== TASK OBJECTIVE ==
Gather the lines below that include the string "behind", copying each in full.

== Collected data ==
====================

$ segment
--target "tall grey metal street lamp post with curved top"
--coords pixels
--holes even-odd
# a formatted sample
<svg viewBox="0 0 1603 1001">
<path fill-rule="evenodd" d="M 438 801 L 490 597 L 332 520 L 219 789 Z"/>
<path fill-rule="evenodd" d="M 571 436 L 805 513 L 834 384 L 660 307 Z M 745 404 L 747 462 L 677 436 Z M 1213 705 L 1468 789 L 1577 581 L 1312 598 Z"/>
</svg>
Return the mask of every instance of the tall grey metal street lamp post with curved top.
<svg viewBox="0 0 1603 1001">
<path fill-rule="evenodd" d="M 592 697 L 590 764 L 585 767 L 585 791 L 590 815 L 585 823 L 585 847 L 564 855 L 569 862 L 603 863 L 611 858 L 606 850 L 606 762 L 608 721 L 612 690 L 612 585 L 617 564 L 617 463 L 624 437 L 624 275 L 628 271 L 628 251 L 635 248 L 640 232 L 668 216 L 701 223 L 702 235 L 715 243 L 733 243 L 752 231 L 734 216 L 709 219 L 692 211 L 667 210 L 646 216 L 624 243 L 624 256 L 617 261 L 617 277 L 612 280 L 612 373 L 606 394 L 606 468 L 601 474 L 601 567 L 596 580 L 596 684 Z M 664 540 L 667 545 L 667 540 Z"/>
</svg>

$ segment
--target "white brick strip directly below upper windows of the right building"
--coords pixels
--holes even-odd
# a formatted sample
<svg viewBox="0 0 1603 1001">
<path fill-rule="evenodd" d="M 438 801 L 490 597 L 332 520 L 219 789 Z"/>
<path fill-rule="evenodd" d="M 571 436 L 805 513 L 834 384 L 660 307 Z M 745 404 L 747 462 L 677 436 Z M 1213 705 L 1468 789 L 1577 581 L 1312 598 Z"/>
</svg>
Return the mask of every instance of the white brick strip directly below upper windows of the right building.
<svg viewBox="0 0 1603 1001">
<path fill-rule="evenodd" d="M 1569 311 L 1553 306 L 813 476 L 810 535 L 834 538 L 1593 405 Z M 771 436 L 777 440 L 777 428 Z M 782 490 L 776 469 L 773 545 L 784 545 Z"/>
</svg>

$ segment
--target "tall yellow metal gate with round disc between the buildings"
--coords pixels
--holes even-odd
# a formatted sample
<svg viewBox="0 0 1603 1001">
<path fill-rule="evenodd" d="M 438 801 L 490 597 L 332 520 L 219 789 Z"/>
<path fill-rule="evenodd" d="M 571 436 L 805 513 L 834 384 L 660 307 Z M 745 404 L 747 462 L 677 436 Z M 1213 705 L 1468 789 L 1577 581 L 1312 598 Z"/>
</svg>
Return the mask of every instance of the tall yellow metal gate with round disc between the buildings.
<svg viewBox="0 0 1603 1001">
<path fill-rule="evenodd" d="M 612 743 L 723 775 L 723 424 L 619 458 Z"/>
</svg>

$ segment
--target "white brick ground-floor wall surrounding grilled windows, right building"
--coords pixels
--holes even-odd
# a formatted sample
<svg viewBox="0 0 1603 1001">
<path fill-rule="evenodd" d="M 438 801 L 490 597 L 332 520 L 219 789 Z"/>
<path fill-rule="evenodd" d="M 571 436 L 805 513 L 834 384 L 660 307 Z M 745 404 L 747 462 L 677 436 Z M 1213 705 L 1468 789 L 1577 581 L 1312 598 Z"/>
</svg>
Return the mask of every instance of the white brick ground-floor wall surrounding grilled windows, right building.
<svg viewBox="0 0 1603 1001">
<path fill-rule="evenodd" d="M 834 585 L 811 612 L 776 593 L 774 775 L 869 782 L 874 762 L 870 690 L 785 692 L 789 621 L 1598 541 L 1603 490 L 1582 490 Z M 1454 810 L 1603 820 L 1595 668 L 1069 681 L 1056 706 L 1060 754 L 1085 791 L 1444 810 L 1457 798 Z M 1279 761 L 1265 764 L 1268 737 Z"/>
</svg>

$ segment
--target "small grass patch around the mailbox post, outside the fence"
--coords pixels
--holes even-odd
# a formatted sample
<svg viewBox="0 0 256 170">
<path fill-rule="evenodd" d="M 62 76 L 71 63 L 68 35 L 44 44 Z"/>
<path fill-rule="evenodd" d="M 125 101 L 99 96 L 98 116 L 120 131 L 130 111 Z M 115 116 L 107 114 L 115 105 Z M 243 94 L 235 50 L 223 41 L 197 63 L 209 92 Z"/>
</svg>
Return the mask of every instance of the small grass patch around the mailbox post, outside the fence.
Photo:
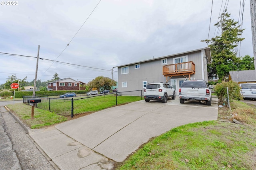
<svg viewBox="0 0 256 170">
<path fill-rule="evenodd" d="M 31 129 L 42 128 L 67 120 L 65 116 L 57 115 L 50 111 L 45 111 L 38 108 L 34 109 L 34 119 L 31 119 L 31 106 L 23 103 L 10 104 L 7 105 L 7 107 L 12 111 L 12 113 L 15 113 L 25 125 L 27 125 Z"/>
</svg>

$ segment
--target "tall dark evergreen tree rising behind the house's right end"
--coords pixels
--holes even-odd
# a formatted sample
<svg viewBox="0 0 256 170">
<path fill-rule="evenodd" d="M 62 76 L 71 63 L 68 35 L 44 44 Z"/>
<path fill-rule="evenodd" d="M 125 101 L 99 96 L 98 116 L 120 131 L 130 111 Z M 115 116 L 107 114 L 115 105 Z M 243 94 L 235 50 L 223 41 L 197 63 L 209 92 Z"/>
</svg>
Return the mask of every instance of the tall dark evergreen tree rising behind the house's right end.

====================

== SOLUTION FOR THIS TASK ==
--target "tall dark evergreen tree rising behind the house's right end"
Return the mask of every instance of the tall dark evergreen tree rising behind the house's right end.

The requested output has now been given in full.